Every Day Is Earth Day With ‘My Little Garden,’ A Perfect Board Game for Families

Reading Time: 3 minutes
Garden Kid's Board Game
My Little Garden – HABA

Board games are a great way for parents and kids to learn and build relationships together. The classics, such as Candyland and Chutes & Ladders, offer opportunities to teach about healthy competition, but they miss the mark when it comes to skills like cooperation. My Little Garden focuses on building and nurturing a garden together. Players work together against the game to grow a garden before Molly Mole can build a big hole in the middle of it.

When we first opened it up, Fairy (age 4) spent some time using the wooden figurines to make the garden grow. She laid plots down with Gardner Gabriel, the wheelbarrow, and the watering can. She had a nice chat with Molly Mole, and we talked about the different items pictured on the board that Gabriel needs to grow the plants. She enjoyed the play so much, we incorporated it into our game!

Look at how thick this board is!

The first thing I noticed was the quality. The detail and thought put into the build of the board game blew us away. It comes with extremely durable pieces, really taking into account the temperament of the two plus age range it advertises for on the box. The board and game pieces are also very thick. The wooden painted figures really set HABA, the makers of My Little Garden, in a league of their own. 

The Instruction booklet offers two different ways to play. The first is Free Play, which encourages you and your child(ren) to get used to the game pieces for pretend play scenarios. Fairy spent about 30 minutes just playing before and after we played the game together. Kids who aren’t ready for turn taking and following directions can use this board game as a stage for pretend play, working up to gameplay mode at their own pace.

# SET OF TASKS:
A. In the review of My Little Garden, what is the name of the first of the two ways to play described in the instruction booklet?
B. Write the next part of the My Little Garden review, picking up right after its final sentence.
The material after this has no role in what is asked here.

# SOURCE EXCERPT:
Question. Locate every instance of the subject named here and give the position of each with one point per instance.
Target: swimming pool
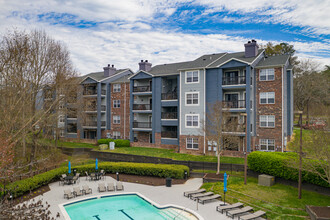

# SET OF ANSWERS:
A. Free Play.

B.
The pieces are color coded on the back in case your child isn’t ready for sequencing events yet

When it was time to play My Little Garden, the directions were easy to follow, with visual clues on the board for reminders in case a player forgets. As the instructions say, there are a lot of opportunities to build language and expression using situations throughout the game. The book also gives you a little story to introduce Gardner Gabriel and give an overall plot to the game. We read the scenario story to set the tone, and it motivated us to get to work growing the garden.

Each player takes turns rolling a large die that is perfect for all hand sizes. They move clockwise around the board, which is also the direction Molly Mole’s nose is pointing towards. This works as great visual reminders to use if a player forgets. If the player lands on a mole, then Molly Mole digs in the garden, and the player puts a dirt circle in the middle of the garden. If Gardner Gabriel lands on a clear space, then the player gets to pick a plot on the garden to grow. The players must work together to grow the garden before Molly Mole finishes digging her hole.

This simple concept can be expanded upon in a variety of ways. We tended to the garden in our turns causing that plot to grow. On Fairy’s turn, she would roll the die, move Gardner Gabriel to his spot that matched the die’s color, and then tend to the garden by watering and weeding using the wooden figurines. It was a perfect way to keep her engaged when her attention span would start to fade. She could also hold one of the figurines as a fidget while I was taking my turn. We talked about what she was doing as she tended to her garden, and worked on sequencing events, which can be difficult for some kids.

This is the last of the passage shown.